▶ **WRITTEN PROBLEM A**
Restate the post about mold and load from "[REBOL] Re: Mold, load" up to and including "-> stored data.", substituting "saved data" for "stored data".
▶ **WRITTEN PROBLEM B**
Count the lines of the records that contain the string "wake", and give only the number.

▶ **PASSAGE**
***

[REBOL] Re: Mold, load and Core 2.6
From: nitsch-lists:netcologne at: 7-Mar-2002 18:17
RE: [REBOL] Mold, load and Core 2.6
[holger--rebol--net] wrote:
>
> Here are some comments regarding the recent discussion on mold and load,
> explanations of which of those observations represent bugs and which do not,
> and what is going to change in the next upcoming Core 2.6 release:
>
> First of all, the *intended* use of load and mold for data is in the following
> way:
>
> stored data -> load -> data in memory -> mold -> stored data.
>
> Technically, instead of "load" you should use "first load/all", because
> load/all is more "transparent" in that it does not try to interpret the header
> or remove an outermost block.
>
> If used in this way, i.e. always starting off with load, there are, as far as
> we are aware of, no bugs in mold or load.
>
> Sometimes people try to use load and mold in a different way:
>
> data in memory -> mold -> stored data -> load -> data in memory
>
> i.e. to serialize data. If used for serialization, mold and load have a number
> of limitations, just like any other serialization system in any language. Some
> of the limitations are unavoidable (how do you serialize an open socket
> connection ?), others could be removed by improvements in the implementation.
>
> We are currently aware of the following issues when using load and mold for
> serialization:
>
> 1. Serialization means creating literal representations of data. Unfortunately
> not all datatypes *have* literal representations. This leads to two types of
> problems:
>
> 1.a) Some values, when molded, become words, and are thus indistinguishable
> from regular words. For instance "mold 'none" and "mold none" both result in
> none
> , which, when loaded back, becomes the word none, not the value none.

***

▶ **RECORDS SHOWN**
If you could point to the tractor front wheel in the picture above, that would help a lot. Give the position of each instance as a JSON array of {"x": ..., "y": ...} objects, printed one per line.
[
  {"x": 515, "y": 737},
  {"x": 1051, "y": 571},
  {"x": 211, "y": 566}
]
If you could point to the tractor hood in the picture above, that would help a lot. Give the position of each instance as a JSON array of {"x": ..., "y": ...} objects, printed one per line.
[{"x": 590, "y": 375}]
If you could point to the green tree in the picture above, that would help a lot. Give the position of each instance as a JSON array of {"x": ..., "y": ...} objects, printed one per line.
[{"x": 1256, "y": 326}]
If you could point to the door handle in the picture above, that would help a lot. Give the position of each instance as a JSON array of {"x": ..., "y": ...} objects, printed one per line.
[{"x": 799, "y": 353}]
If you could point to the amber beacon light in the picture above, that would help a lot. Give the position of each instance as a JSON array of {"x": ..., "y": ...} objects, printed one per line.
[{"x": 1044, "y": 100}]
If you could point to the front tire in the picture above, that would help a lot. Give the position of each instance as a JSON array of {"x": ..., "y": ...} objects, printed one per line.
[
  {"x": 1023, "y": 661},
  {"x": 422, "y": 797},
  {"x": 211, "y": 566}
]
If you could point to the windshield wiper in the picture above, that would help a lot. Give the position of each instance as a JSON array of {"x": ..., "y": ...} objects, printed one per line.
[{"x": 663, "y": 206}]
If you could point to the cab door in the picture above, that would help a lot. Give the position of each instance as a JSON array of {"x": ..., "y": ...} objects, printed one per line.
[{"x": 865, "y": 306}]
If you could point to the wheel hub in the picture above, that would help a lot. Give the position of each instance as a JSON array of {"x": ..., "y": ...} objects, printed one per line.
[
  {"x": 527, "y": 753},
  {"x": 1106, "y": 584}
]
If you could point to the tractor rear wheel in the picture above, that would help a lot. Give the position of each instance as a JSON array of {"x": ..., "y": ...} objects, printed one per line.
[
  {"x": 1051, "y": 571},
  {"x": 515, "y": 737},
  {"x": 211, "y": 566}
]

***

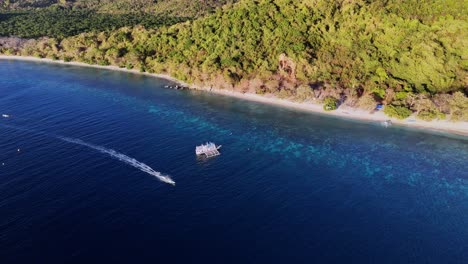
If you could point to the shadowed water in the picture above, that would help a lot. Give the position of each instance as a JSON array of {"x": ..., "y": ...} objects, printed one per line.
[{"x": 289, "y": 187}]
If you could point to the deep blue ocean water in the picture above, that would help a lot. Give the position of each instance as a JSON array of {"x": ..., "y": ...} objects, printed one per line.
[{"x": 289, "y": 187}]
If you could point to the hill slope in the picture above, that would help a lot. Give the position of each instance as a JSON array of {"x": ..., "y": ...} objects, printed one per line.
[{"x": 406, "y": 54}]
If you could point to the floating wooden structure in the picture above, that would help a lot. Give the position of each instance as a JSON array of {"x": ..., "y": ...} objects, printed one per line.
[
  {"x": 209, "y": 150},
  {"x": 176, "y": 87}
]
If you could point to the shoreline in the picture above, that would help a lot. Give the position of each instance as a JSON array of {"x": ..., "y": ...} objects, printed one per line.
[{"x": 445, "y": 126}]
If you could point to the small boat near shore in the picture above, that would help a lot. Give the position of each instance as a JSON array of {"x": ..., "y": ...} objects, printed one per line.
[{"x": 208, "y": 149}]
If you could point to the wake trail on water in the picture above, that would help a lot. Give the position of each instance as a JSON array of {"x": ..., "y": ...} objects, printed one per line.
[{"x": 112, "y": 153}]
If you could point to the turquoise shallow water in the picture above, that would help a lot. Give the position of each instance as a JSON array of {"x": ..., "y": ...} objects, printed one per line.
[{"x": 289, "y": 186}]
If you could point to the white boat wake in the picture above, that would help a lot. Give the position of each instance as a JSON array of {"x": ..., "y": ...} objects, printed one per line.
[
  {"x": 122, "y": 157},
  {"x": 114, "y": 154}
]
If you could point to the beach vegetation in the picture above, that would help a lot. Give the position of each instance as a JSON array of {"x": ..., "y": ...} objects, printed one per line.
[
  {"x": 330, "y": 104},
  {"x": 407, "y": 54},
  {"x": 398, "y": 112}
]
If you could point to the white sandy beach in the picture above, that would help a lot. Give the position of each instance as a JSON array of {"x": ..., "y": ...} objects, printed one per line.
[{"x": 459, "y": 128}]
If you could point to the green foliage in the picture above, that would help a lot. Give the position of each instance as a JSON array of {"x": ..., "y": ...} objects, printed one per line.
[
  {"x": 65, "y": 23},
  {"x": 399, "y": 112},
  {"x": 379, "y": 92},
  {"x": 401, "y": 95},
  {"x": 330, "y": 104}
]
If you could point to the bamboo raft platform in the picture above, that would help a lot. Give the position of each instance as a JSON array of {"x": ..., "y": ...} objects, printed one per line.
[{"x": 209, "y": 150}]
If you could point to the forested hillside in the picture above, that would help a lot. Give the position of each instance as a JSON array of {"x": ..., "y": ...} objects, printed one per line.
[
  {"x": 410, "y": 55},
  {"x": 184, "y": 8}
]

***

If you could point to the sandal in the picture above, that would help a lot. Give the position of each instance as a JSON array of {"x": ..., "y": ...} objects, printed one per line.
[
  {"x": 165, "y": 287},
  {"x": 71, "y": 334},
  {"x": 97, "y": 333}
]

***

▶ **EXERCISE SOLUTION A**
[REBOL] Re: Mold, load and Core 2.6
From: nitsch-lists:netcologne at: 7-Mar-2002 18:17
RE: [REBOL] Mold, load and Core 2.6
[holger--rebol--net] wrote:
>
> Here are some comments regarding the recent discussion on mold and load,
> explanations of which of those observations represent bugs and which do not,
> and what is going to change in the next upcoming Core 2.6 release:
>
> First of all, the *intended* use of load and mold for data is in the following
> way:
>
> saved data -> load -> data in memory -> mold -> saved data.

▶ **EXERCISE SOLUTION B**
2